RECORD LIST.
# # #

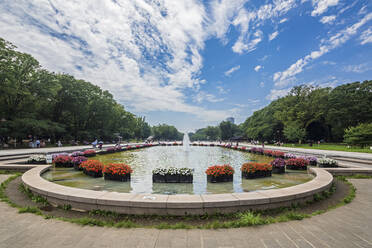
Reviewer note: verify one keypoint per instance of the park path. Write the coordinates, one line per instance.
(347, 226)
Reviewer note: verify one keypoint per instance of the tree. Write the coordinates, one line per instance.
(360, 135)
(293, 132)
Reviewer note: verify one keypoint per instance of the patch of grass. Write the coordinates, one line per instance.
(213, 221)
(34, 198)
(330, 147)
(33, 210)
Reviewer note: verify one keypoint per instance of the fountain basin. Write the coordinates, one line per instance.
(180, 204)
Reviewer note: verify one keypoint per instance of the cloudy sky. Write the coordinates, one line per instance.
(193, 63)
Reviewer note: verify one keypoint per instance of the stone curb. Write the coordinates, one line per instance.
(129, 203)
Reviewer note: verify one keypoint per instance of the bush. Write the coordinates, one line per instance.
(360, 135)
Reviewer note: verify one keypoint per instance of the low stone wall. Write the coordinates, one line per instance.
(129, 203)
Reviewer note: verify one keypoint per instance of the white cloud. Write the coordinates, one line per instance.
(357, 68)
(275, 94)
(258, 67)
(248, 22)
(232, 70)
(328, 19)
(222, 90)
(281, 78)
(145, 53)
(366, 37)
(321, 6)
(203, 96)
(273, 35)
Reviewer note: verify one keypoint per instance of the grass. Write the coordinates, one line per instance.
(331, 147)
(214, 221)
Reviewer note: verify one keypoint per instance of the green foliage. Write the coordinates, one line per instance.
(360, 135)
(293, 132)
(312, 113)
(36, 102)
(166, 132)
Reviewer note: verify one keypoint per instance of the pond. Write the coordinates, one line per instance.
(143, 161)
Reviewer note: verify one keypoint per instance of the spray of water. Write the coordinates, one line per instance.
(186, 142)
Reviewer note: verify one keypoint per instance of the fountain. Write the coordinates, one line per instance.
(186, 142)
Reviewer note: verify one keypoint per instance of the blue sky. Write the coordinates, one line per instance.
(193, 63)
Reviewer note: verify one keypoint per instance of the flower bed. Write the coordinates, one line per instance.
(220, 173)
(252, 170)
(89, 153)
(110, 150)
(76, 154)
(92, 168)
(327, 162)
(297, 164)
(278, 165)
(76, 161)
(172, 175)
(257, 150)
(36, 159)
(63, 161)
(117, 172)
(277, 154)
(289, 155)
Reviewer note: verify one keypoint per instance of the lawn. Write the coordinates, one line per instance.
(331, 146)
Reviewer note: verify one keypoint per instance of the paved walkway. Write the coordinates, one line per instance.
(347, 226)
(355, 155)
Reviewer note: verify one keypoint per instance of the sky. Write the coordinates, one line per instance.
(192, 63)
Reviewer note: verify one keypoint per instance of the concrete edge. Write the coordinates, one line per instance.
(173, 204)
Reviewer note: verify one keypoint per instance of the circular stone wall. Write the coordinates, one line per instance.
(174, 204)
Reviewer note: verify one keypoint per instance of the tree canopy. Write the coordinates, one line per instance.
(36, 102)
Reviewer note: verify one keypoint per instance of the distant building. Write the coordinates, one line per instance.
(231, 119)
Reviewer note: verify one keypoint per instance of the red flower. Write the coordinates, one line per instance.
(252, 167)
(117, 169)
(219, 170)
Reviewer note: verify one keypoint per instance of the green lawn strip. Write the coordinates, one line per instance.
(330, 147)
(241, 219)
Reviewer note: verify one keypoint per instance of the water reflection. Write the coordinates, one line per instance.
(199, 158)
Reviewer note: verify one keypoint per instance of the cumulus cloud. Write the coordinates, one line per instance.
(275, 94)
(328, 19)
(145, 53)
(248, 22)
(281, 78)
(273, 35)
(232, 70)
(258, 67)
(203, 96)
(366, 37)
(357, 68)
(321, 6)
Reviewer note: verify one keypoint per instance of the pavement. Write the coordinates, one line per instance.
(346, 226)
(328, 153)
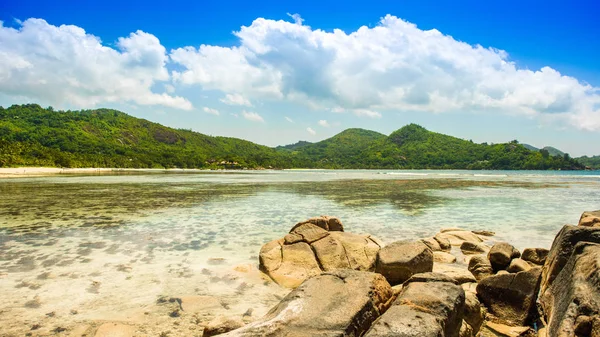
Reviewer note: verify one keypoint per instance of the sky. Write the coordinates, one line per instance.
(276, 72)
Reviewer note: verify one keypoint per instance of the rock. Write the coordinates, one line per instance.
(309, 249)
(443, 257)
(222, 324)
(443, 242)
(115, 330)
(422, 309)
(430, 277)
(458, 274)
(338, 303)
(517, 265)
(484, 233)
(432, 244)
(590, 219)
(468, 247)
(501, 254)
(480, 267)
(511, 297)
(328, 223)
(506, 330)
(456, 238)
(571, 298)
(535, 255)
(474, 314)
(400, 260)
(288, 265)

# # #

GOAL.
Rescale the records above from the line with "Reviewer note: verify one keypoint per instance of the rock." through the last line of the records, both ends included. Give those lines again, requests included, and multiply each coordinate in the answers by 0.5, rounding to whole numbers with halves rounded up.

ANSWER TO THIS TASK.
Reviewer note: verify one keypoint per instance of the rock. Write the coordinates, one line per instance.
(155, 125)
(222, 129)
(111, 162)
(222, 121)
(58, 165)
(211, 155)
(215, 139)
(229, 137)
(169, 152)
(259, 133)
(242, 117)
(216, 122)
(295, 110)
(234, 124)
(251, 127)
(240, 134)
(256, 149)
(164, 112)
(253, 165)
(228, 119)
(286, 149)
(268, 128)
(237, 157)
(200, 130)
(144, 133)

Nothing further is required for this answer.